Desperate times call for desperate measures, and the government of Hong Kong is bumping up its spending to help its residents as coronavirus fears intensify.
Every permanent resident above the age of 18 will receive around 10,000 HKD, worth around $1,300. In the foreseeable future, at least until the end of 2020, residents will not have to pay taxes on salaries with a 20,000 HKD cap.
The robust economy of Hong Kong, which has remained strong over the past decade, has started to dwindle in the past 12 months.
Regular protests and the coronavirus outbreak caused the tourism industry of Hong Kong to take a big hit.
Hotels and restaurants have started to see a plunge in sales, causing instability in one of the largest industries in the region that supports the livelihood of hundreds of thousands of local residents.
The travel industry of Hong Kong was already in decline before the coronavirus outbreak geared towards it peak.
As the World Health Organization (WHO) began to consider the possibility of the outbreak turning into a global pandemic, the tourism market of Hong Kong plummeted.
According to a report from Forbes, visitors to Hong Kong dropped by a staggering 99 percent in February, leaving its economy at risk of turmoil.
In response, the government has included various benefit packages for all permanent residents in its official 2020-2021 budget.
The government primarily targeted small businesses and low-income employees, formalizing a 100 percent tax cut on profits for businesses until the end of 2020, and possibly entering into 2021.

TASK INSTRUCTIONS »
(1) Please quote the passage on Hong Kong's relief spending from "The travel industry" up to and including "official 2020-2021 budget.", copying it word for word.
(2) Continue the article on Hong Kong's coronavirus relief budget from the point where it ends.

DATASET EXTRACT »

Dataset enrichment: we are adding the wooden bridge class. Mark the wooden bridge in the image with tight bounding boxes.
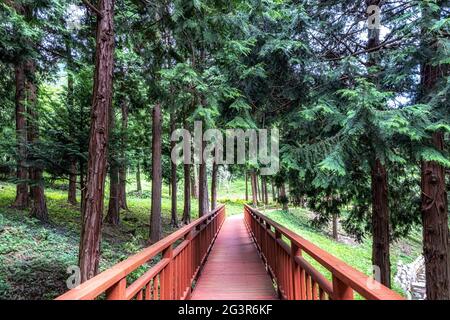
[57,206,403,300]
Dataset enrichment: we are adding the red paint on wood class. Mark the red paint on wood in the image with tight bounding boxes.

ANSWERS TO THE TASKS »
(1)
The travel industry of Hong Kong was already in decline before the coronavirus outbreak geared towards it peak.
As the World Health Organization (WHO) began to consider the possibility of the outbreak turning into a global pandemic, the tourism market of Hong Kong plummeted.
According to a report from Forbes, visitors to Hong Kong dropped by a staggering 99 percent in February, leaving its economy at risk of turmoil.
In response, the government has included various benefit packages for all permanent residents in its official 2020-2021 budget.

(2)
Hong Kong’s financial secretary Paul Chan said:
“In preparing this budget, I put the focus on ‘supporting enterprises, safeguarding jobs, stimulating the economy and relieving people’s burden.”
With Hong Kong University’s dean of medicine Gabriel Leung expecting the worst of coronavirus to come in May, it remains unclear whether these benefits will be sufficient to assist local residents.
Many businesses have started to leave Hong Kong amidst geopolitical uncertainties since the fourth quarter of 2019.
With virtually no tourists coming into the region in the past two months and no improvements anticipated in the local tourism sector until 2021, the economy of Hong Kong could struggle to recover for the next five years.
The real estate market of Hong Kong is the last remaining sector that is holding firm, but local banks have started to express a negative sentiment towards home mortgages since January 2020.
Throughout the past decade, Hong Kong’s housing market has primarily been driven by buyers from mainland China. As the single largest source of demand disappears over the next two years, Hong Kong is at risk of facing a severe market crash.